── INPUT FOR THIS TASK ──

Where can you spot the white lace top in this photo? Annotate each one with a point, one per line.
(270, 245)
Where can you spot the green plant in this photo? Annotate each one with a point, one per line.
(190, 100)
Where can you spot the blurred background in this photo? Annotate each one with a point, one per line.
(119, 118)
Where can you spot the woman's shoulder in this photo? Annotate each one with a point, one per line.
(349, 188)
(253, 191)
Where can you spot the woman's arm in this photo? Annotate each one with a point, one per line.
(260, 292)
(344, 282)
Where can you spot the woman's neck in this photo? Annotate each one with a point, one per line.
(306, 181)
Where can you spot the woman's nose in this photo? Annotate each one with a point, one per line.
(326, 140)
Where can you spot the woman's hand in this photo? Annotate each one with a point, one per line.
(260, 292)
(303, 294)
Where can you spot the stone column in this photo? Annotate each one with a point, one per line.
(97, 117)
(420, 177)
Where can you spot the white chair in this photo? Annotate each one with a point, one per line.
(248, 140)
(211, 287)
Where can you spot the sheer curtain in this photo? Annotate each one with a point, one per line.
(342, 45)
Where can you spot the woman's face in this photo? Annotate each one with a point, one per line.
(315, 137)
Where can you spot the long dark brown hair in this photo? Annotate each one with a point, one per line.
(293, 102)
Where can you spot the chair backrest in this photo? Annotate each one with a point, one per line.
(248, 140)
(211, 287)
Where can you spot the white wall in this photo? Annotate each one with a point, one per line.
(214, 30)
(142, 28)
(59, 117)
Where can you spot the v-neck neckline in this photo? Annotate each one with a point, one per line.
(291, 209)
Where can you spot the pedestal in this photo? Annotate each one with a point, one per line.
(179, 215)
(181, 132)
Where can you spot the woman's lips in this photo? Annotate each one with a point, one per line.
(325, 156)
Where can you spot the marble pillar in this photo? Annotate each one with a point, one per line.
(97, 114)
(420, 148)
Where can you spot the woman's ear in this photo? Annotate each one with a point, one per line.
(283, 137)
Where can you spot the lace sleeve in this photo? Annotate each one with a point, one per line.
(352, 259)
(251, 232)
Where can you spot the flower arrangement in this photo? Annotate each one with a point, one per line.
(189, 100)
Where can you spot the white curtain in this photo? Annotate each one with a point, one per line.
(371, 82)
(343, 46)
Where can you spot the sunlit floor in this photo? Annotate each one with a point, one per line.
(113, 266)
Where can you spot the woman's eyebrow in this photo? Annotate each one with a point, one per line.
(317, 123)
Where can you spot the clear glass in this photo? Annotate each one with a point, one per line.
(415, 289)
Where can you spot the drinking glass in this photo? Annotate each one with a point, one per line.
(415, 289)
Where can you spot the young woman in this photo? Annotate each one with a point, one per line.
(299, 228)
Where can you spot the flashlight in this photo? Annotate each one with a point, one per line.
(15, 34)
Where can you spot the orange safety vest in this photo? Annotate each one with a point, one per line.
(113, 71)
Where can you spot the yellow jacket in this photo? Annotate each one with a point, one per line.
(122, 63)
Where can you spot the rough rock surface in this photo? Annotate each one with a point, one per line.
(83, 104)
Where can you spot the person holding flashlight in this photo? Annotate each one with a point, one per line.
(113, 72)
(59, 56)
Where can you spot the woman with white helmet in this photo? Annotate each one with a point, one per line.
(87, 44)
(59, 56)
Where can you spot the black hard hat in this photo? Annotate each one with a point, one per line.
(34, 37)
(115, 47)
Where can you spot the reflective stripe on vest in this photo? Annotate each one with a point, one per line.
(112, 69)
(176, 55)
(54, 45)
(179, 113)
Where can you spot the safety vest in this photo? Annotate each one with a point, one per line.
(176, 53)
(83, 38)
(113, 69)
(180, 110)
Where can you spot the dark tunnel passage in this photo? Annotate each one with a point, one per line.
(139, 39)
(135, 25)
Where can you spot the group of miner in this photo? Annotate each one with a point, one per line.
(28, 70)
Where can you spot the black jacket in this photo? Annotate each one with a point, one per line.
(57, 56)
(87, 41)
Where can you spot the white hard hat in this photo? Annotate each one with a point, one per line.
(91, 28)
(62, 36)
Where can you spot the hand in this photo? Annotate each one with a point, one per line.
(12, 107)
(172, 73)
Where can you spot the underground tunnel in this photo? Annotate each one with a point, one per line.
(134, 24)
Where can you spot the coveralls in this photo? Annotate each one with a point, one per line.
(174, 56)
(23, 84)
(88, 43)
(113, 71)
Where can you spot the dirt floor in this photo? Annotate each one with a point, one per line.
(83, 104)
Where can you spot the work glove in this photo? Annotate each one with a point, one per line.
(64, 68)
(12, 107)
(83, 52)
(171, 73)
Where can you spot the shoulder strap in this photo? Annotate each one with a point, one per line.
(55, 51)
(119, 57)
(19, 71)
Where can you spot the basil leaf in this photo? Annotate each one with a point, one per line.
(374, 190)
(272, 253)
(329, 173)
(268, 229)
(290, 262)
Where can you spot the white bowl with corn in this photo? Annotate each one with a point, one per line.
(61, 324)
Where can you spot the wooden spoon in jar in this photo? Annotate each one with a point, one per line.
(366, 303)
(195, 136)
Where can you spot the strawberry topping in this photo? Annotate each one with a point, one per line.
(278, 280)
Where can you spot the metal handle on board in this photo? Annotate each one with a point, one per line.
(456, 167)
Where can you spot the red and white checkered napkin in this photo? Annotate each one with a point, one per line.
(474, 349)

───

WHAT TO DO
Nothing should be changed: write out all of the data as is.

SOLUTION TO THIS EXERCISE
Where can you spot the white lace top in this photo? Annotate each one with a point, one per line.
(270, 245)
Where can you spot the green plant in this photo? Annotate each one with a point, one per line.
(190, 100)
Where can you spot the blurred background in this photo? Annotate each one with a point, one per line.
(119, 118)
Where can you spot the woman's shoulder in this photo? Annotate each one with a point, one per line.
(349, 188)
(253, 191)
Where can you spot the woman's arm in this photo? Annotate each one with a point, one per line.
(260, 292)
(344, 282)
Where can you spot the woman's neck in this photo? Annotate each one with a point, one per line.
(306, 181)
Where can you spot the woman's nose in this photo? Annotate each one with a point, one per line.
(326, 140)
Where can you spot the woman's hand in this photo? Annotate each one with a point, one per line.
(260, 292)
(303, 294)
Where can you spot the stone column in this photo? Annotate each one with a point, one per line.
(97, 117)
(420, 177)
Where can you spot the white chair in this photo? Annotate each one with a point, one per line.
(248, 140)
(211, 287)
Where can you spot the sheer curtain in this photo? Annotate each one with a point, one per line.
(342, 45)
Where can you spot the woman's face in this photo? Annotate each one with a point, one per line.
(315, 137)
Where can you spot the long dark brown hair in this photo? Annotate each one with a point, one per line.
(293, 102)
Where can you spot the chair backrest in this photo? Annotate each one with a point, one per line.
(248, 140)
(211, 287)
Where can you spot the white wall in this photo? Annotate each one with a point, one per line.
(214, 30)
(142, 28)
(59, 117)
Where can you spot the v-neck neckline in this photo? Annotate each one with a point, one per line.
(291, 209)
Where can you spot the pedestal in this photo? Annotate each one with a point, one per line.
(179, 215)
(181, 132)
Where can you spot the woman's lips in this photo? Annotate each one with a point, one per line.
(325, 156)
Where can you spot the marble pillar in this photo? Annotate each one with a point, one per line.
(97, 114)
(420, 148)
Where can you spot the woman's ear in this photo? Annotate each one with a point, one per line.
(283, 137)
Where can you spot the lace sleeve in this photo? Annotate each one with a point, one per line.
(352, 259)
(251, 232)
Where can you spot the flower arrangement in this photo? Annotate each one with a point, one per line.
(189, 100)
Where can you spot the white curtain in this photo? Annotate each one with a point, one per line.
(371, 82)
(343, 46)
Where can you spot the sunlit floor in this photo? Annotate each one with a point, one per line.
(113, 266)
Where can you spot the woman's eyebrow in this photo? Annotate each one with a point, one per line.
(317, 123)
Where can you spot the clear glass in this photo? Annotate each one with a point, one per line.
(415, 289)
Where can you spot the drinking glass in this photo? Annotate each one with a point, one per line.
(415, 289)
Where can you spot the young woman in this photo? Annotate each one with a point, one per line.
(299, 228)
Where can you spot the flashlight in this photo? Annotate each one with a point, one per line.
(15, 34)
Where can you spot the orange safety vest in this photo? Annotate each one with a point, one per line.
(113, 71)
Where can you spot the yellow jacket in this photo? Annotate each one with a point, one per line.
(122, 63)
Where can you spot the rough rock surface in this photo? Annotate each one with a point, one per line.
(83, 104)
Where can you spot the person holding flashlight in this photo? Annotate each one with a point, one per line.
(113, 72)
(59, 56)
Where can you spot the woman with white helmet in this photo? Annotate each one with a point, one per line.
(87, 44)
(59, 56)
Where can you spot the black hard hat in this photo? Annotate each one with a point, one per line.
(34, 37)
(115, 47)
Where can you spot the reflective stripe on vest in this photo? Annotate each one with a point, one per line.
(112, 69)
(176, 55)
(54, 45)
(179, 113)
Where can you spot the safety vest in this photo? Annotate each one with a point, one per line.
(176, 53)
(83, 38)
(113, 69)
(180, 110)
Where can you spot the dark tunnel passage in this photo? Annotate each one with a point, one per line.
(139, 39)
(135, 25)
Where can you spot the group of miner in this photo? Annotate each one with a point, one per line.
(28, 70)
Where can you spot the black jacket in this photo? Annotate each one with a point, one per line.
(57, 56)
(87, 41)
Where can you spot the white hard hat in this photo? Annotate each one with a point, one per line.
(91, 28)
(62, 36)
Where can you spot the hand in this photo? Annotate each one with a point, one per line.
(12, 107)
(172, 73)
Where can you spot the underground tunnel in this photo? Annotate each one with a point, one per line.
(134, 24)
Where can you spot the coveralls in this photo? Annotate each one with a point, one per line.
(174, 56)
(23, 84)
(88, 43)
(113, 71)
Where can you spot the dirt floor in this photo? Annotate each one with a point, one per line.
(83, 104)
Where can you spot the work glove in this photo? Annotate each one with a point, one per line.
(64, 68)
(12, 107)
(83, 52)
(171, 73)
Where can you spot the shoulder strap in this photo? Annotate each one with a point, one per line.
(55, 51)
(119, 57)
(19, 71)
Where can you spot the basil leaf in this photo? Annotate each one with a point, one per line.
(374, 190)
(272, 253)
(329, 173)
(268, 229)
(290, 262)
Where can you spot the white bowl with corn in this photo? Annotate each one with a point, one per line.
(61, 324)
Where can you spot the wooden spoon in jar in this photo? Annotate each one with a point, one per line.
(366, 303)
(195, 136)
Where can you spot the strawberry topping in this photo? Annotate each one with a point, one per line.
(278, 280)
Where can you spot the metal handle on board in this photo? Annotate each one with a point, one per line.
(456, 167)
Where can you spot the red and white checkered napkin in this photo? Annotate each one with a point, one per line.
(474, 349)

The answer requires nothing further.